Andrew Borovik, Ph.D., University of California, Irvine

Andrew Borovik, Ph.D., was born and raised in Chicago, Illinois, and obtained his B.S. degree in chemistry from Humboldt State University, in Arcata, California, in 1981. In 1986, he received his Ph.D. from the University of North Carolina-Chapel Hill, under Professor Tom Sorrell. Dr. Borovik has held postdoctoral positions with Larry Que at the University of Minnesota as an NIH fellow from 1986 to 1988 and Ken Raymond at the University of California, Berkeley, from 1990 to 1992. He has been on the faculty at Ithaca College, Kansas State University, the University of Kansas, and the University of California, Irvine, where he is currently a professor. His research group has been developing new approaches in molecular design to prepare synthetic constructs that emulate the properties of protein active sites. Protein active sites have unique architectural features that control the immediate environment surrounding metal ions (microenvironment). These features, in turn, are instrumental in controlling protein activity, much of which has not yet been achieved in synthetic systems. Noncovalent interactions, particularly hydrogen bonds, have been implicated as key regulators of microenvironmental properties. However, little is known about how hydrogen bonds are able to influence metal-mediated processes. By establishing noncovalent interactions that promote the activation of small molecules, his group can control the secondary coordination sphere of metal complexes.

+--

Activity:
According to the Andrew Borovik profile, which school awarded him his B.S. in chemistry? You won't need the listing that comes next.

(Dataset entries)

+--

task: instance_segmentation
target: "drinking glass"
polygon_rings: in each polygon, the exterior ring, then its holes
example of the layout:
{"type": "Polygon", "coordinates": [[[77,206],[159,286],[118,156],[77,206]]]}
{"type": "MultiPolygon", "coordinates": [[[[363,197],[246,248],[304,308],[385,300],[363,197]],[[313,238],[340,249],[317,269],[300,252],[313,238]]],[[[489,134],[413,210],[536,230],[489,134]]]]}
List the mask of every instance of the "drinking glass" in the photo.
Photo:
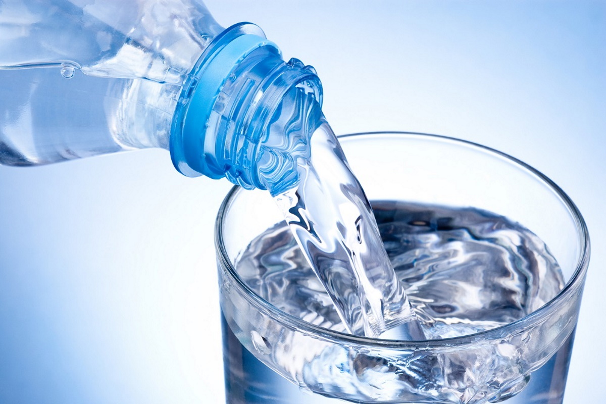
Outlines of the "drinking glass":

+--

Exercise output:
Humboldt State University, in Arcata, California.